[Exercise instructions]
A - Print the stretch of the VAT Group overview from "An overview of" through "the design stage.".
B - According to the VAT Group overview, how many design wins did the company record in 2025?

The Swiss engineer whose vacuum valves are built into almost every advanced chip factory on earth, quietly profiting from the AI-driven boom in semiconductor equipment.

Updated: Jul 14, 2026
Industrials

Bull & Bear Case

An overview of the main reasons to invest and the key risks involved.

Bull Case

A Near-Monopoly at the Heart of Chipmaking

roughly 70% market share, locked in years ahead at the design stage.

Geared to the AI-Driven Semiconductor Boom

record equipment spending and more vacuum steps per advanced chip.

A High-Quality Cash Machine With a Growing Service Engine

record cash flow, rising dividend, expanding aftermarket.

Bear Case

A Premium Valuation With Little Room for Error

high earnings multiple means any small miss can hurt the shares.

A Cyclical Industry Prone to Sharp Swings

chip-equipment demand can fall quickly when customers pause spending.

Currency and China Exposure Add Uncertainty

a strong franc and heavy China sales create outside risks.

Executive Summary

Every advanced computer chip is made inside a vacuum, in factories where a single speck of contamination can ruin an entire batch. Controlling that vacuum, opening and sealing chambers thousands of times with total reliability, is the job of a specialised valve, and one company makes most of them. VAT Group, based in the Swiss village of Haag, holds roughly a 70% share of the market for semiconductor vacuum valves, many times larger than its nearest rival. Its components sit inside the etching, deposition and lithography tools used by every leading chipmaker, from TSMC to Samsung, making VAT a classic "pick-and-shovel" supplier to the entire industry.

What makes the business compelling now is the scale of the spending wave it feeds on. The build-out of AI data centres has triggered record investment in chip factories, and the newest chip designs need far more vacuum steps than before, lifting the value of VAT's content in every tool. Alongside a fast-growing service business and one of the strongest cash-flow records in European industrials, that gives VAT a rare mix of dominance, structural growth and quality. The main question for investors is not whether the business is excellent, but whether its premium share price already reflects it.

Investment Thesis

Overview of buy and sell case of the business.

Why Invest?

Key pieces of information about the business that you need to know about.

A Near-Monopoly at the Heart of Chipmaking

VAT's position is about as close to a monopoly as exists in the equipment that builds semiconductors. It holds around 70% of the market for vacuum valves used in chip manufacturing, a lead of roughly eight to ten times over its closest competitor. Crucially, VAT wins its business at the design stage, being specified into a customer's tool years before a factory is even built, which locks in revenue for the life of that equipment. In 2025 the company recorded 150 of these design wins, a new record, roughly half of them on the most advanced chip nodes. This is engineering trust, not a commodity part, and it is very hard to displace.

Geared to the AI-Driven Semiconductor Boom

The spending needed to make AI chips is surging, and VAT is unusually exposed to the parts of it that matter most. Industry body SEMI expects 300mm fab equipment spending to keep growing at double digits into 2027, driven by AI logic chips and high-bandwidth memory. The newest chip architecture, known as gate-all-around, requires many more vacuum-based process steps per wafer than older designs, so each generation of chip lifts the amount of VAT content inside every tool. Because vacuum-intensive steps such as etching and deposition are growing faster than the overall equipment market, VAT should grow faster than the industry it serves.

[Examples of point labeling]
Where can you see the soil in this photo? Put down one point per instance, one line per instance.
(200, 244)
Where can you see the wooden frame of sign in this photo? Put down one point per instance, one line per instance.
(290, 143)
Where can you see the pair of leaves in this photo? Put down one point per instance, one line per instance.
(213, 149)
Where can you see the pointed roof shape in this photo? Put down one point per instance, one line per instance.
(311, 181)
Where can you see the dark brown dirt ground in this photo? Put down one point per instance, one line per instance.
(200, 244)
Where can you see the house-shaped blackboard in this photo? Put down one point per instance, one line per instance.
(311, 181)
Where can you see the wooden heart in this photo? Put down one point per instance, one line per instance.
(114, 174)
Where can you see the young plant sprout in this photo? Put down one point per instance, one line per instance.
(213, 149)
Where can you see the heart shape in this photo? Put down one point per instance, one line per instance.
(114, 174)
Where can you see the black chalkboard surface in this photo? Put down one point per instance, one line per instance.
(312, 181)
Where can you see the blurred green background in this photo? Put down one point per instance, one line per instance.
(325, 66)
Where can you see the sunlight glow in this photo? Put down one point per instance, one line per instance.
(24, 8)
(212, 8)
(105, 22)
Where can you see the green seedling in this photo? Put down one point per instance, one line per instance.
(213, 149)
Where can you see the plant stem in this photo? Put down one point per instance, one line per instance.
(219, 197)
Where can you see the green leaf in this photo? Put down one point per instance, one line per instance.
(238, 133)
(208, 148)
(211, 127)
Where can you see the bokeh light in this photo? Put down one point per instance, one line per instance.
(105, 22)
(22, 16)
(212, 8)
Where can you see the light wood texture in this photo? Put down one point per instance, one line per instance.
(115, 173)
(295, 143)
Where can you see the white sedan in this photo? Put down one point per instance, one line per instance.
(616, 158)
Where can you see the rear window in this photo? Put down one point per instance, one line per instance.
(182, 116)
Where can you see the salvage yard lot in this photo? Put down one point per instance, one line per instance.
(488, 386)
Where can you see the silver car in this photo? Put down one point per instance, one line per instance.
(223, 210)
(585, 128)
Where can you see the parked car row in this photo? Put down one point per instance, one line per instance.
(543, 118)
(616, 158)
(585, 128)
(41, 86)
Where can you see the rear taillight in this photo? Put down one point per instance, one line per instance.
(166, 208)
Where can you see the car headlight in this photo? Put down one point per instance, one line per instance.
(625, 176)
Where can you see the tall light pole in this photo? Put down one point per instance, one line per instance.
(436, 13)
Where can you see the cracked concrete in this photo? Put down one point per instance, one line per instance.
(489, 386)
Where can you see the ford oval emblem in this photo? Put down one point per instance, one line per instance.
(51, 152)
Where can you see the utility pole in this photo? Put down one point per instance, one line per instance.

[Solutions per task]
A -
An overview of the main reasons to invest and the key risks involved.

Bull Case

A Near-Monopoly at the Heart of Chipmaking

roughly 70% market share, locked in years ahead at the design stage.

B - 150, a new record.